● Short task A:
Answer these from the script excerpt, one line each:
(i) What default title does the script excerpt use when no third argument is given?
(ii) Which two values are hard-coded into the top of the script?
(iii) What file do the sed and printf commands write to?

● Text block:
Below is how I was achieving that. Is there any way to do this in a more simplified or compact manner?

In this case, sdir is a base path I define elsewhere, and sfile is another prefix. Those are hard-coded into the top of the script, so those will always be correct.

d_finddir=${2:-"${sdir}/music/trine_soundtrack/"}
finddir=${d_finddir}

d_title=${3:-"Random Tangent"}
title=${d_title}

d_desc=${4:-"Random Tangent Playlist"}
desc=${d_desc}

d_rand=${5:-"randomize"}
rand=${d_rand}


if [ ! "${finddir}" = "config" ]; then
    if egrep -q "${sfile}_finddir" "${sdir}/config.cfg"; then
        sed -r -i "s,(${sfile}_finddir=).*,\\1\"${finddir}\"," "${sdir}/config.cfg"
    else
        printf "%s_finddir=\"%s\"\n" "${sfile}" "${finddir}" >>"${sdir}/config.cfg"
    fi

    if egrep -q "${sfile}_title" "${sdir}/config.cfg"; then
        sed -r -i "s,(${sfile}_title=).*,\\1\"${title}\"," "${sdir}/config.cfg"
    else
        printf "%s_title=\"%s\"\n" "${sfile}" "${title}" >>"${sdir}/config.cfg"
    fi

    if egrep -q "${sfile}_desc" "${sdir}/config.cfg"; then
        sed -r -i "s,(${sfile}_desc=).*,\\1\"${desc}\"," "${sdir}/config.cfg"
    else
        echo "${sfile}_desc=\"${desc}\"">>"${sdir}/config.cfg"
        printf "%s_desc=\"%s\"\n" "${sfile}" "${desc}" >>"${sdir}/config.cfg"

● Given data:
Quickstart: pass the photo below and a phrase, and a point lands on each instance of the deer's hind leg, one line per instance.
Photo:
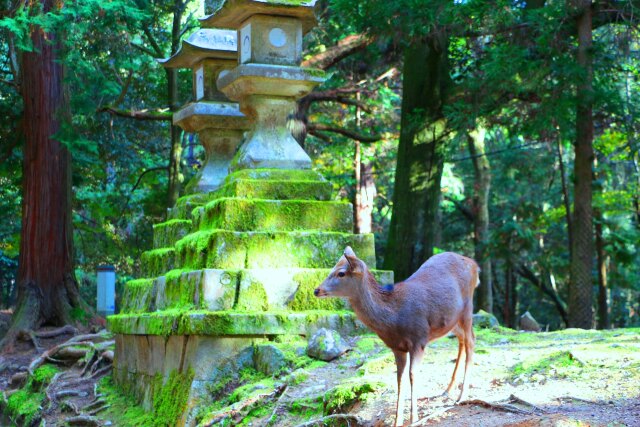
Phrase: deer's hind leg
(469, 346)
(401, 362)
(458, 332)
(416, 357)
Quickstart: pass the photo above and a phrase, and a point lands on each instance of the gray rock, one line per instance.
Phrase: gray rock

● Short task B: Output every line of the photo-and-point rows as a numbered list, skipping blank lines and leaving out the pictures.

● Correct output A:
(i) Random Tangent
(ii) sdir and sfile
(iii) config.cfg in the sdir base path

● Correct output B:
1. Quickstart: pass the photo below and a phrase, and a point lands on each instance of the deer's hind leg, one line per instance.
2. Photo:
3. Phrase: deer's hind leg
4. (469, 346)
5. (401, 362)
6. (458, 332)
7. (416, 357)
8. Quickstart: pass the photo above and a phrase, and a point lands on each instance of the gray rock, one line per instance.
9. Phrase: gray rock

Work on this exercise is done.